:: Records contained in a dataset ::
+---+

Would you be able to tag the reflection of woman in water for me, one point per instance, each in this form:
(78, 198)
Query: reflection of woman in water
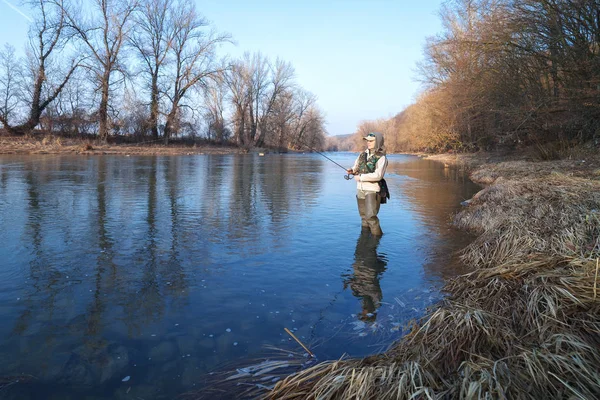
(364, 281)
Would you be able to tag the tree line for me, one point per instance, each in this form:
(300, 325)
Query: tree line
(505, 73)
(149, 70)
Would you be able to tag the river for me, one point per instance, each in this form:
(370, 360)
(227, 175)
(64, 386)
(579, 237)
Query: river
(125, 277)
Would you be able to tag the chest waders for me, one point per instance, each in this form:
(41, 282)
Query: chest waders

+---+

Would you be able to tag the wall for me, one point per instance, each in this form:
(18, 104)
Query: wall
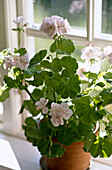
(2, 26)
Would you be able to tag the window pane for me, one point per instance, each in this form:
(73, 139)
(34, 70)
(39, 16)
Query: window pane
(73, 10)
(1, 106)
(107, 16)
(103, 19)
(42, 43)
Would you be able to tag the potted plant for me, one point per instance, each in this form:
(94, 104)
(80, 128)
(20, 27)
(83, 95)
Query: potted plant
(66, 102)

+---+

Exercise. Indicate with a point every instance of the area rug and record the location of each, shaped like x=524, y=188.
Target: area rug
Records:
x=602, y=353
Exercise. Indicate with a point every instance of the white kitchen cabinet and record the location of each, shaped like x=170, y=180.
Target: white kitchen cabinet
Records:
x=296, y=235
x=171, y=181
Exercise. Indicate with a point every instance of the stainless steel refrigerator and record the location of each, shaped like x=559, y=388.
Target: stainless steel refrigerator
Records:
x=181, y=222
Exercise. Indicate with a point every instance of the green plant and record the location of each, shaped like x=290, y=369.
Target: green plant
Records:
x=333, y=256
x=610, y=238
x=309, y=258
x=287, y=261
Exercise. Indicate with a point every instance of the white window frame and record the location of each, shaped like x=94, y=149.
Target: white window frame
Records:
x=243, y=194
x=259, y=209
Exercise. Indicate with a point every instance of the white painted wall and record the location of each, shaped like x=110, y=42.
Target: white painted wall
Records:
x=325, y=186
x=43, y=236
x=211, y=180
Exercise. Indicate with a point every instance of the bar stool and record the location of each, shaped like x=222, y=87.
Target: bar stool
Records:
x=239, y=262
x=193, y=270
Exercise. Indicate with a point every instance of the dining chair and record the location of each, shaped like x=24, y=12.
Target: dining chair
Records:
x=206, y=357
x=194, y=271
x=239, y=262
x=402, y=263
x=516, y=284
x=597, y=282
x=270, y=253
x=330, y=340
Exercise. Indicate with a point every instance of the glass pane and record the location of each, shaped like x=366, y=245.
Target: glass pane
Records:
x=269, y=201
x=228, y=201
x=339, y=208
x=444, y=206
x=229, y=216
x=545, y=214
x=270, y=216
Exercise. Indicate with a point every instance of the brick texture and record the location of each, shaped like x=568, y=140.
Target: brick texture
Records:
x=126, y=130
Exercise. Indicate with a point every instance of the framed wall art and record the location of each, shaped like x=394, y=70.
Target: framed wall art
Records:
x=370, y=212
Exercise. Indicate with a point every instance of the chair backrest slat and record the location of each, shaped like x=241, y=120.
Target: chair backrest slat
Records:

+---+

:: YOUR OBJECTIVE ::
Write out every line in the data that holds the string "waders".

:: OUTPUT BELOW ::
Would you be able to tag the chest waders for me, one point per instance, each in this form:
Query: chest waders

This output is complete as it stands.